> [Data excerpts]

____________________

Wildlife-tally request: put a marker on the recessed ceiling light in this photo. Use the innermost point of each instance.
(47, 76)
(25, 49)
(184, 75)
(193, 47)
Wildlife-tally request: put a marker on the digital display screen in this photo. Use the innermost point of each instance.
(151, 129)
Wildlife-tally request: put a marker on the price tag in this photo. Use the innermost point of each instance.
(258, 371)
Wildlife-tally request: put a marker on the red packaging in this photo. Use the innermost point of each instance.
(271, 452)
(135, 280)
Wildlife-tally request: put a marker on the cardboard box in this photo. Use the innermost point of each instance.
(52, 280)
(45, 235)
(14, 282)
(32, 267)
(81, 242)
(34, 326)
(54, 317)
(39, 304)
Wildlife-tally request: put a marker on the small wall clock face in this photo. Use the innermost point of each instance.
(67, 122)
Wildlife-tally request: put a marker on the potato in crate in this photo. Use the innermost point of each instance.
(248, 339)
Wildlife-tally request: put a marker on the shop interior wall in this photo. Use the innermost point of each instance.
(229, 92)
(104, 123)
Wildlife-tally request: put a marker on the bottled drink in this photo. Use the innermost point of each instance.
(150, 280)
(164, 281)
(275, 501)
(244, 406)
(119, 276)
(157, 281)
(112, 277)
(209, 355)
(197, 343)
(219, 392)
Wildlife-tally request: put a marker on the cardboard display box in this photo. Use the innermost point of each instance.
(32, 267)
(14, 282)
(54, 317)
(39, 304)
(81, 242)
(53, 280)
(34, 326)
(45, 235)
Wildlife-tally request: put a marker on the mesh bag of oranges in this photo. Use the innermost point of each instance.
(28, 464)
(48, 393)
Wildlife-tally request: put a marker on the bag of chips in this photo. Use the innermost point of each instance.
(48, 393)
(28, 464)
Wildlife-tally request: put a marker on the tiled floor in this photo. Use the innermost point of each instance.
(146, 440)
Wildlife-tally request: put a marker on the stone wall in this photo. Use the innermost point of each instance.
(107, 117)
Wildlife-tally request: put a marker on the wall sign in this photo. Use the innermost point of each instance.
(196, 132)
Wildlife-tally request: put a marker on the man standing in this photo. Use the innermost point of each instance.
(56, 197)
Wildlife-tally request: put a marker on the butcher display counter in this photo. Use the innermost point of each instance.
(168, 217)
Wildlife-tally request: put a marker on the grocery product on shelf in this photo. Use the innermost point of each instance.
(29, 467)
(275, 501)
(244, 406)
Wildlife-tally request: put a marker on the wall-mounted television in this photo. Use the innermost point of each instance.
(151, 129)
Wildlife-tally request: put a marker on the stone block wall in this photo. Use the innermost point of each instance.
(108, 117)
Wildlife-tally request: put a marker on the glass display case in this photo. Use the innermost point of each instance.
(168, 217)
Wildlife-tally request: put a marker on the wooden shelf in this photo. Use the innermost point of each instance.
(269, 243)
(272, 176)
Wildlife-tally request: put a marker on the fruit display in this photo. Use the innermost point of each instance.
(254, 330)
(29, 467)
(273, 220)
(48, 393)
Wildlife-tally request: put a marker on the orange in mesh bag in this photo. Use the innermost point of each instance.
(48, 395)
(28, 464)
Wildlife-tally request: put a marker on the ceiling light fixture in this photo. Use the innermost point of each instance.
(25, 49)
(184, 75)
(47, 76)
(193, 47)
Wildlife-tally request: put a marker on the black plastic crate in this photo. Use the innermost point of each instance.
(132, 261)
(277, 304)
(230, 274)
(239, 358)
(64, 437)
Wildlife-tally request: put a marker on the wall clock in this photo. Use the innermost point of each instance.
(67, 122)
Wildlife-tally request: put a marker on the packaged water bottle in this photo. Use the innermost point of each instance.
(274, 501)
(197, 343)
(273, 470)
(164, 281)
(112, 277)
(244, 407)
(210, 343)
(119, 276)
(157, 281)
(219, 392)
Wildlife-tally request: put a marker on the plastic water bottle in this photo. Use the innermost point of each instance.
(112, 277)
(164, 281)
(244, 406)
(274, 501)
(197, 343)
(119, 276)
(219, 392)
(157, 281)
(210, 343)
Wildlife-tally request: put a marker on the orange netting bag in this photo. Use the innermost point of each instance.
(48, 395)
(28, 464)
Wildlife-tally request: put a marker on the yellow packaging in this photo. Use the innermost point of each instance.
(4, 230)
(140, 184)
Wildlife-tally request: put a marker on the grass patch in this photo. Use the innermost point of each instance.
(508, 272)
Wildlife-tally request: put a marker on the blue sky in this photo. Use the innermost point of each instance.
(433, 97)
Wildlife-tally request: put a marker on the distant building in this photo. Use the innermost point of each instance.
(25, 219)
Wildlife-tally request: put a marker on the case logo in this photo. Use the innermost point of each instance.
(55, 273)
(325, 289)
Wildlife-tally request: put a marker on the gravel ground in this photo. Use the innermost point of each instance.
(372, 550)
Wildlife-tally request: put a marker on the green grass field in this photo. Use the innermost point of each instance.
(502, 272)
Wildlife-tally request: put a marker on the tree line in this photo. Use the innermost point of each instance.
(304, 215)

____________________

> [To be done]
All of the records must be repeated exactly.

> [Result of the task]
Wildlife-tally request: put a marker on the recessed ceiling light in this photo. Use the innermost point of each instance.
(47, 76)
(25, 49)
(184, 75)
(193, 47)
Wildlife-tally request: put a marker on the digital display screen in this photo. Use the innermost point of each instance.
(151, 129)
Wildlife-tally request: put a marker on the price tag in this photo. Use the innermost point of each instance.
(258, 371)
Wildlife-tally request: put a marker on the red packaging in this photo. Use the innermost point of each instance.
(271, 452)
(135, 280)
Wildlife-tally request: put a marker on the cardboard box in this photo. Use the innermost point of each instance.
(52, 280)
(45, 235)
(14, 282)
(32, 267)
(81, 242)
(34, 326)
(54, 317)
(39, 304)
Wildlife-tally request: put a marker on the small wall clock face in this photo. Use the innermost point of each instance.
(67, 122)
Wildlife-tally request: put a marker on the potato in crate in this photo. Use the innermost point of each instance.
(248, 339)
Wildlife-tally request: put a marker on the shop interior wall in this photo. Use the innermost point of each instance.
(229, 92)
(104, 123)
Wildlife-tally request: put a marker on the bottled drink in this photo. Use the innermost point of each instance.
(150, 280)
(164, 281)
(275, 501)
(244, 406)
(119, 276)
(157, 281)
(112, 277)
(209, 355)
(197, 343)
(219, 392)
Wildlife-tally request: put a marker on the cardboard display box in this photo. Use the innermost point of each instance.
(32, 267)
(14, 282)
(54, 317)
(39, 304)
(81, 242)
(53, 280)
(34, 326)
(45, 235)
Wildlife-tally request: put a marker on the mesh bag of oranges in this photo. Use the innermost point of each instance.
(28, 464)
(48, 393)
Wildlife-tally request: put a marker on the bag of chips in this photo. Use the innermost point of each instance.
(48, 393)
(28, 464)
Wildlife-tally request: put a marker on the tiled floor in this photo. Use the innermost point of each instance.
(146, 440)
Wildlife-tally request: put a marker on the stone wall in this photo. Use the innermost point of each instance.
(107, 117)
Wildlife-tally request: put a marker on the wall sign in this photo. Use the innermost point of each instance.
(196, 132)
Wildlife-tally request: put a marker on the man standing in this photo. Use the innermost point of each instance.
(56, 197)
Wildlife-tally request: put a marker on the butcher display counter in this photo. Use the innermost point of each instance.
(168, 217)
Wildlife-tally request: put a marker on the grocery product on shelf in this photo. Use the innermost point of each instance.
(29, 467)
(275, 501)
(244, 406)
Wildlife-tally request: put a marker on the wall-mounted television in this photo. Use the innermost point of each instance.
(151, 129)
Wildlife-tally request: put a marker on the stone block wall in this photo. Use the innermost point of each instance.
(108, 117)
Wildlife-tally request: put a marker on the glass display case in this photo. Use the innermost point of each instance.
(168, 217)
Wildlife-tally request: put a marker on the wooden shelf in this photo. Use the innermost point of each instance.
(269, 243)
(272, 176)
Wildlife-tally request: put a marker on the fruit display in this photo. Use the innermost point of each instance.
(254, 330)
(29, 467)
(273, 220)
(48, 393)
Wildlife-tally request: put a marker on the orange in mesh bag in this photo. Use the innermost point of each instance.
(48, 395)
(28, 464)
Wildlife-tally request: put a marker on the ceiling light fixture in this photo. Use the innermost point of each instance.
(25, 49)
(184, 75)
(47, 76)
(193, 47)
Wildlife-tally request: put a marker on the black plastic crate in this photo. Use the innermost point of each instance.
(132, 261)
(277, 304)
(230, 274)
(239, 358)
(64, 437)
Wildlife-tally request: put a marker on the wall clock in this photo. Use the innermost point of each instance.
(67, 122)
Wildlife-tally request: put a marker on the packaged water bottle in this photo. Use the innermost point of each instance.
(274, 501)
(197, 343)
(273, 470)
(164, 281)
(112, 277)
(244, 407)
(210, 343)
(119, 276)
(157, 281)
(219, 392)
Wildlife-tally request: put a marker on the plastic water bottle in this photo. Use the innermost point of each instance.
(112, 277)
(164, 281)
(244, 406)
(274, 501)
(197, 343)
(119, 276)
(219, 392)
(157, 281)
(210, 343)
Wildlife-tally request: put a marker on the orange netting bag in this photo. Use the innermost point of each instance.
(48, 395)
(28, 464)
Wildlife-tally request: put a marker on the yellow packaging in this photo. Use the innermost point of each instance.
(4, 230)
(140, 184)
Wildlife-tally request: put a marker on the grass patch in this photo. Use the innermost point of each instance.
(508, 272)
Wildlife-tally request: put a marker on the blue sky in this photo. Use the innermost point of each instance.
(433, 97)
Wildlife-tally request: put a marker on the distant building in this photo. Use the innermost point of each instance.
(25, 219)
Wildlife-tally request: put a marker on the case logo in this photo. Use the innermost point of each instance.
(55, 273)
(325, 289)
Wildlife-tally request: put a marker on the gravel ground in this photo. Use the innermost point of each instance.
(372, 550)
Wildlife-tally request: put a marker on the green grass field in this photo. Use the innermost point of each instance.
(502, 272)
Wildlife-tally request: put a marker on the tree line in this photo. Use the innermost point of each instance.
(304, 215)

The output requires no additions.